List every line of the listing below that contains the string "branch", copying each one in full. Matching is case-sensitive.

_Input data_:
=-=-=

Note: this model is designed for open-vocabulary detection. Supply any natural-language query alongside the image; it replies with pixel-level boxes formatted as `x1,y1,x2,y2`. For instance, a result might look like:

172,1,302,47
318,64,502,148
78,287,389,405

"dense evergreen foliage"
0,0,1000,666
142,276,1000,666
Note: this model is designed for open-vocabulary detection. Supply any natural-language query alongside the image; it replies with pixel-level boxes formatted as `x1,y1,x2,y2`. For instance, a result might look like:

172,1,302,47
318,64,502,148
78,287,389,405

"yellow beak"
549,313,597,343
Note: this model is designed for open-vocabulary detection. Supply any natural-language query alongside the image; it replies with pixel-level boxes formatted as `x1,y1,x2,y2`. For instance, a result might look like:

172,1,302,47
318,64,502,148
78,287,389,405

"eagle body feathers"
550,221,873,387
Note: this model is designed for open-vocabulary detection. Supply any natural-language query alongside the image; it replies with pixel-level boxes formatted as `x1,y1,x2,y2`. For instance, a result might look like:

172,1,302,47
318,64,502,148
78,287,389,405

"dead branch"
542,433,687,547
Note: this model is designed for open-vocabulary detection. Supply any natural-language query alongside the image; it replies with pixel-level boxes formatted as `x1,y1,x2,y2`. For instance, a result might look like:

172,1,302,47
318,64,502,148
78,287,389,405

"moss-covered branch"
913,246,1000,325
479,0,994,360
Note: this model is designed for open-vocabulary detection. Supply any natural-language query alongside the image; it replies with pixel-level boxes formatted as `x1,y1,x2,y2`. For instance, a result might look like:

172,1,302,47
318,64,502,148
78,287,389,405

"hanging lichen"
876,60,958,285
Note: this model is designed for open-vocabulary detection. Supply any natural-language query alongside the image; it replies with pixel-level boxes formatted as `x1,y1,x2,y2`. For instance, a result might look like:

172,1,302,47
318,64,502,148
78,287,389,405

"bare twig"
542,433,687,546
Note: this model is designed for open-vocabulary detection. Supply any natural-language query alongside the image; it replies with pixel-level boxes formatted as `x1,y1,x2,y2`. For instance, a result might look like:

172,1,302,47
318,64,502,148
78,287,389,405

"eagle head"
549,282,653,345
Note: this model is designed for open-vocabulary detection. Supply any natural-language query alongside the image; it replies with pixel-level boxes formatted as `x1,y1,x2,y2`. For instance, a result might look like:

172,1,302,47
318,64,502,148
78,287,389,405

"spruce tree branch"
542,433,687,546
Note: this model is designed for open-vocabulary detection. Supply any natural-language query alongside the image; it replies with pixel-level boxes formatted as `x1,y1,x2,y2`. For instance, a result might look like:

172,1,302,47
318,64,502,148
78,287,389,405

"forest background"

=-=-=

_Answer to this problem_:
"dead branch"
"moss-covered branch"
"spruce tree branch"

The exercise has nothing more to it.